# [Short task]
Copy out the entries below word for word, starting at the line that contains "above door by giving me its bounding box?" and ending at the line that contains "[129,182,603,937]", with both of those lines included.

# [Entries]
• • • • •

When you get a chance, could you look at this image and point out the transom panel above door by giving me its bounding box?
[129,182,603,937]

• • • • •

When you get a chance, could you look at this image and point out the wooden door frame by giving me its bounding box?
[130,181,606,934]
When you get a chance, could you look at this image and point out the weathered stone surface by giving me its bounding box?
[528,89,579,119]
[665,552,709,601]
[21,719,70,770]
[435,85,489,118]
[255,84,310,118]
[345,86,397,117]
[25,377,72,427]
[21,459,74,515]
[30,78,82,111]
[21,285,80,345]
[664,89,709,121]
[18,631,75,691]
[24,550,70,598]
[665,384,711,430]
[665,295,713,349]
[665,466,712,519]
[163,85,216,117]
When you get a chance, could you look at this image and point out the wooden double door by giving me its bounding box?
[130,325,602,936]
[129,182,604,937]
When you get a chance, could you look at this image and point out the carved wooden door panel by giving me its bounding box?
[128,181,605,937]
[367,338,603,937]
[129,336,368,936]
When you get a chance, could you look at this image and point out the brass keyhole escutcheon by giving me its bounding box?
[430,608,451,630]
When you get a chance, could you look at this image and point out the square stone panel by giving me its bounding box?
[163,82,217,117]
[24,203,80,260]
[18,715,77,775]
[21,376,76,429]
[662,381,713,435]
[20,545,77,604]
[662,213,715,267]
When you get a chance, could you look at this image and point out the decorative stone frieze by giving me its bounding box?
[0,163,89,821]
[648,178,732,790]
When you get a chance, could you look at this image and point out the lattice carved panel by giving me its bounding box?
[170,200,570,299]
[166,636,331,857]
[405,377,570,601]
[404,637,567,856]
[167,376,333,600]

• • • • •

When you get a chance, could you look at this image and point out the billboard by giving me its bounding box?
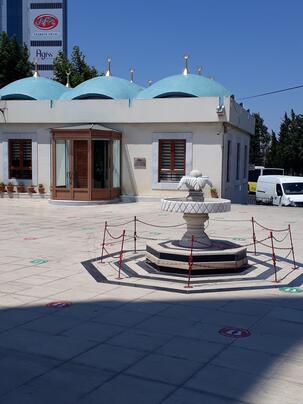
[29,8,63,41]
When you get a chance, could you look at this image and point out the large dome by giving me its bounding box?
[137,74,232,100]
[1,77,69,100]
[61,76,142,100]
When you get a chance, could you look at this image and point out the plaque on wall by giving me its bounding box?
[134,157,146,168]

• • • • •

# [Finished exercise]
When you get a chance, could you look at this image and point out the transom panel above door by giving me its bounding box?
[129,182,603,937]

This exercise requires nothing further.